Aim => Report every line below that contains the string "shoe", copying each such line in full. Treat the match as case-sensitive.
__________
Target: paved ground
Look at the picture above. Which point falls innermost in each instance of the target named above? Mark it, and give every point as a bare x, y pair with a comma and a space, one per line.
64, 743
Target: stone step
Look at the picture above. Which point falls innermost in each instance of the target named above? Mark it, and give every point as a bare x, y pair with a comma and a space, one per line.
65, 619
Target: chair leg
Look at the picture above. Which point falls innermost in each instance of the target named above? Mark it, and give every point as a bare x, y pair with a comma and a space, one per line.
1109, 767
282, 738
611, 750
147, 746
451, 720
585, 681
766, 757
__________
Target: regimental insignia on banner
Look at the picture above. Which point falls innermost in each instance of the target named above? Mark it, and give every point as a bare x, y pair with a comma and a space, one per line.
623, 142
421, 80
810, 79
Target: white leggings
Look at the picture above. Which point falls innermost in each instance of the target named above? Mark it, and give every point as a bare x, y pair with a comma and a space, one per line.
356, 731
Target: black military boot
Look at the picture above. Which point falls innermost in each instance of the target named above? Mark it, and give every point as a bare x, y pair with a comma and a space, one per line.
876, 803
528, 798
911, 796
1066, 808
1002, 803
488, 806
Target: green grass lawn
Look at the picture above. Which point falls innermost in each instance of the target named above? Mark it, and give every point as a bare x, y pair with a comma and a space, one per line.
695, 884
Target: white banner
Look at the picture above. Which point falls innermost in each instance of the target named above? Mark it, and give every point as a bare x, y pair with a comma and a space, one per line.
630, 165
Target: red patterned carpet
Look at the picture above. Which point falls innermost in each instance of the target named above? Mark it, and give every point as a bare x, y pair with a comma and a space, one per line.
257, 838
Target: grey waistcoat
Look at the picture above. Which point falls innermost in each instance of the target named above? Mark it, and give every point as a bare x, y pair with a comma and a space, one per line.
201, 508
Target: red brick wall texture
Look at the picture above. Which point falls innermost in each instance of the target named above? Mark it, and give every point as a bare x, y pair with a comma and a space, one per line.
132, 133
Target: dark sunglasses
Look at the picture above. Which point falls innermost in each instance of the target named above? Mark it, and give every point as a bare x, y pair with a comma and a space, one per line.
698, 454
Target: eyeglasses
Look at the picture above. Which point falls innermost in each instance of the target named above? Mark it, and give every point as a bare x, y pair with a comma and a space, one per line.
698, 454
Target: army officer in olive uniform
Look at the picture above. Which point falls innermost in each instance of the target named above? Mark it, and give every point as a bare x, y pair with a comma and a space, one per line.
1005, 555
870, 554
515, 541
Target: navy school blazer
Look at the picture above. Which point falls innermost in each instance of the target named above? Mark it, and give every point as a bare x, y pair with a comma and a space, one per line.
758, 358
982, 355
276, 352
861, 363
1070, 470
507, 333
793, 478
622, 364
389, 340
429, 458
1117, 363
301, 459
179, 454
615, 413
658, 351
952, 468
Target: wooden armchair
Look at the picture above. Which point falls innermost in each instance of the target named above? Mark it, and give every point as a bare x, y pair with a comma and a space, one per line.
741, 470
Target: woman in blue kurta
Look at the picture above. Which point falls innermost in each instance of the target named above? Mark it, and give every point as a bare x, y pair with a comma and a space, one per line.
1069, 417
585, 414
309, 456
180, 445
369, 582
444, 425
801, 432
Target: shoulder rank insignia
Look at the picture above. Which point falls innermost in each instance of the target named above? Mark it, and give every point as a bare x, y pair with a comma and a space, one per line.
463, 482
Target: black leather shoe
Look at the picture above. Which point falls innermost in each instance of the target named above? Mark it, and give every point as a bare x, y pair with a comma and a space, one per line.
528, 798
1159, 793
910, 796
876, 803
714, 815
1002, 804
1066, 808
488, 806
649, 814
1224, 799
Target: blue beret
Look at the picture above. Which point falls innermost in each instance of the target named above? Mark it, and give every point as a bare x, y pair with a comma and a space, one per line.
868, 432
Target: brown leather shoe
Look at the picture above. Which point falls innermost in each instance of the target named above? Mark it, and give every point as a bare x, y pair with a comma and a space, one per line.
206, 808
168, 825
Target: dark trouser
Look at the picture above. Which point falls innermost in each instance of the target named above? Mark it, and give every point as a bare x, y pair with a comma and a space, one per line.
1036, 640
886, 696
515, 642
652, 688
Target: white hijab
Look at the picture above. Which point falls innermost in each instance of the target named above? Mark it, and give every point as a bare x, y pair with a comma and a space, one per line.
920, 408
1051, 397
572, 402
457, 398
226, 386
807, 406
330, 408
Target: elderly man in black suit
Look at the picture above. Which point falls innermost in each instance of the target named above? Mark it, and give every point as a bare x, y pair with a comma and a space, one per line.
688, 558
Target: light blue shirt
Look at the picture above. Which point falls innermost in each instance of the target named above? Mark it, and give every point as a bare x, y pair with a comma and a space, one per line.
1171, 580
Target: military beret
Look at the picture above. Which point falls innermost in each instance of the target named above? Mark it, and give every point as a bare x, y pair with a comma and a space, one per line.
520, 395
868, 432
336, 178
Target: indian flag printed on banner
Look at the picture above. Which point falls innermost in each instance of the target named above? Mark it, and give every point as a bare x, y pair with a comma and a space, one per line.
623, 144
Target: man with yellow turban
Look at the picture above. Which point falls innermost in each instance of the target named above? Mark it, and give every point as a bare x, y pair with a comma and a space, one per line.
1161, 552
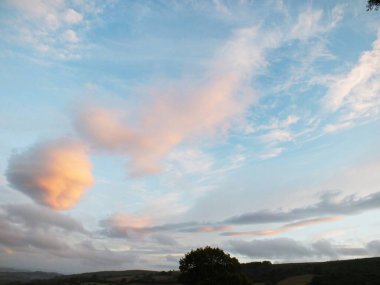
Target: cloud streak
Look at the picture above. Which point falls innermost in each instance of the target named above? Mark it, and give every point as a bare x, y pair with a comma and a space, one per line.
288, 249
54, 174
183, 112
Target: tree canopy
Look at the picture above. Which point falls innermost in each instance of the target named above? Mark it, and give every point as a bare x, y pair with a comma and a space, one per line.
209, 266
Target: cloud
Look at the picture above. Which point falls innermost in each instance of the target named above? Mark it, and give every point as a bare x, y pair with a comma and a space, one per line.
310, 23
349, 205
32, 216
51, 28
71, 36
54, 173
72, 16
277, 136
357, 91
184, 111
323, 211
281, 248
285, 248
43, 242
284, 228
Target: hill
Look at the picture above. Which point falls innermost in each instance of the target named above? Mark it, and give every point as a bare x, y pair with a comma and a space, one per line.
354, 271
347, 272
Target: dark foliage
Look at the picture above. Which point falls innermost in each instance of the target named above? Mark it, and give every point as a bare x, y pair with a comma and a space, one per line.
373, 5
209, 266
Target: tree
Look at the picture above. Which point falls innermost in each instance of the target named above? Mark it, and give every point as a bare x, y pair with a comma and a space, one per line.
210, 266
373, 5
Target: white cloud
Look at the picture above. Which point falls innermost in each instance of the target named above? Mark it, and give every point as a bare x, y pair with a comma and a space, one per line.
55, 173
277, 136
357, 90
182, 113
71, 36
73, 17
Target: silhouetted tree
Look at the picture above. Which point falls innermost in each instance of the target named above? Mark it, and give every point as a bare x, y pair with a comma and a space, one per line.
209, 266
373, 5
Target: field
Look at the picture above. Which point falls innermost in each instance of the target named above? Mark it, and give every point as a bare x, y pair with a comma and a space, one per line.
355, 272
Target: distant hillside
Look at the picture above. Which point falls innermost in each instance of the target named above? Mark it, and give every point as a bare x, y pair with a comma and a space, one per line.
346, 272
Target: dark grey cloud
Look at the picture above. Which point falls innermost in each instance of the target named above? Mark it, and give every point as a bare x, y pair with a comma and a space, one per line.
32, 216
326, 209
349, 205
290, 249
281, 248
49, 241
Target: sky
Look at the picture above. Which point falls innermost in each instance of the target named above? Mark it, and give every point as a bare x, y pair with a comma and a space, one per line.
__________
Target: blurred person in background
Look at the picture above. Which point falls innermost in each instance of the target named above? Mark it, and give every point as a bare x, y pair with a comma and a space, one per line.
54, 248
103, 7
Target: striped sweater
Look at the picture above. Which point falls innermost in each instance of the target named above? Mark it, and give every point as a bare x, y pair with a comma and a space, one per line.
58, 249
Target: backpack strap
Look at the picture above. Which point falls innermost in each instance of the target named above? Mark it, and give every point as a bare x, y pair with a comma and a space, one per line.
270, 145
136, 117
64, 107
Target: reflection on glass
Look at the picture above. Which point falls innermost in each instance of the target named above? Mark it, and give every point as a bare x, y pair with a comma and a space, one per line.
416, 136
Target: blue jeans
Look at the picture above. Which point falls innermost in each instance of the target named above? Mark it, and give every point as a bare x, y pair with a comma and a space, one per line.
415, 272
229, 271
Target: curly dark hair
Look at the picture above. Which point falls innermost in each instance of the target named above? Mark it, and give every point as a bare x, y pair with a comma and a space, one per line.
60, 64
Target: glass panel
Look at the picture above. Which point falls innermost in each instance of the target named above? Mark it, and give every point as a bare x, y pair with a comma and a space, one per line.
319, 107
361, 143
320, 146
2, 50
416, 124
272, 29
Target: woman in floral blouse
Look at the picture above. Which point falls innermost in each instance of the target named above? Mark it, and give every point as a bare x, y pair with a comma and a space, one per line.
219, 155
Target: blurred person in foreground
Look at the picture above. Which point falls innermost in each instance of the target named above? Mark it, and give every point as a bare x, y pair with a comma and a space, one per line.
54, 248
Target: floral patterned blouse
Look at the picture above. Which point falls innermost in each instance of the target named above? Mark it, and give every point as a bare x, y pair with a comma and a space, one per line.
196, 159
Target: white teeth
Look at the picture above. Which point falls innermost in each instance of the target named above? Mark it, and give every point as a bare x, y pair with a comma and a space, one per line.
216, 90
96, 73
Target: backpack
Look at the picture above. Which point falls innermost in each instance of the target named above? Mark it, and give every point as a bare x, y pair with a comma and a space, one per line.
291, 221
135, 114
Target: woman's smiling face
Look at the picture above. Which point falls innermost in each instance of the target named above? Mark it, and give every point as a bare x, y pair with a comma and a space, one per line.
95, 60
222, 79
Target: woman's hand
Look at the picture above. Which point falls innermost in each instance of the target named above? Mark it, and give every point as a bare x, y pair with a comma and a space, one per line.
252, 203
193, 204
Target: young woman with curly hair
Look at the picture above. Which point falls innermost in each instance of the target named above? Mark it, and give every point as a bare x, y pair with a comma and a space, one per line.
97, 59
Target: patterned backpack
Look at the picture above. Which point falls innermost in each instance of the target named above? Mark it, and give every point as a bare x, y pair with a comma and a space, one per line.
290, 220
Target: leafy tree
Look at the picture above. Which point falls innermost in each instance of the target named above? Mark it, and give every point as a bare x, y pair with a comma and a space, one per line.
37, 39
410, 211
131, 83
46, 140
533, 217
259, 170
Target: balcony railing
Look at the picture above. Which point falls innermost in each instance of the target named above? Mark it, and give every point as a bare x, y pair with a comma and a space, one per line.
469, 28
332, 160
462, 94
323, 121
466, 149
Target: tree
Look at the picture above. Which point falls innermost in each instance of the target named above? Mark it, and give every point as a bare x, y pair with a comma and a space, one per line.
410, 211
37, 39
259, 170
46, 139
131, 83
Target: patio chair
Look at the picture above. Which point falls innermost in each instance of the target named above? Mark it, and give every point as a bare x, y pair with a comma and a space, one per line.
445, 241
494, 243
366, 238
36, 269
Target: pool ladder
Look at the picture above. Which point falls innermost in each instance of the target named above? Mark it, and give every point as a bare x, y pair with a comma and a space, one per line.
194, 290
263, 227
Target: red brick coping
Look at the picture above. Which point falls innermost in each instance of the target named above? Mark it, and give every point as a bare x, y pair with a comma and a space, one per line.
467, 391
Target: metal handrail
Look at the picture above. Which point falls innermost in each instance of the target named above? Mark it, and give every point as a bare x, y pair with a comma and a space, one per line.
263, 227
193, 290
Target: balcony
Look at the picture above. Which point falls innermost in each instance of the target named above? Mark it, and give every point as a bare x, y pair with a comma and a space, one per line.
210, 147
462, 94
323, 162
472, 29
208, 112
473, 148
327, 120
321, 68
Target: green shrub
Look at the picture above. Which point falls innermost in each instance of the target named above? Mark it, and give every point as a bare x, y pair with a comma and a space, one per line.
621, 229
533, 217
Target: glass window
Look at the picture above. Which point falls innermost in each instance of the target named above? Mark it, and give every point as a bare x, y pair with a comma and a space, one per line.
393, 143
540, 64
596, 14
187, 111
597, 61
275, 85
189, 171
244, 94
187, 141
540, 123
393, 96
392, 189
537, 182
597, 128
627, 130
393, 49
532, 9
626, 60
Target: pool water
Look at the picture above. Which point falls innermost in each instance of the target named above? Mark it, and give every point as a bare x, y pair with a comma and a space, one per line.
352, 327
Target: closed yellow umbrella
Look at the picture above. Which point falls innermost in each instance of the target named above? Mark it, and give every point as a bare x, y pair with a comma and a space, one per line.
__________
Result below =>
Target: black leather shoe
Target: brown leather shoe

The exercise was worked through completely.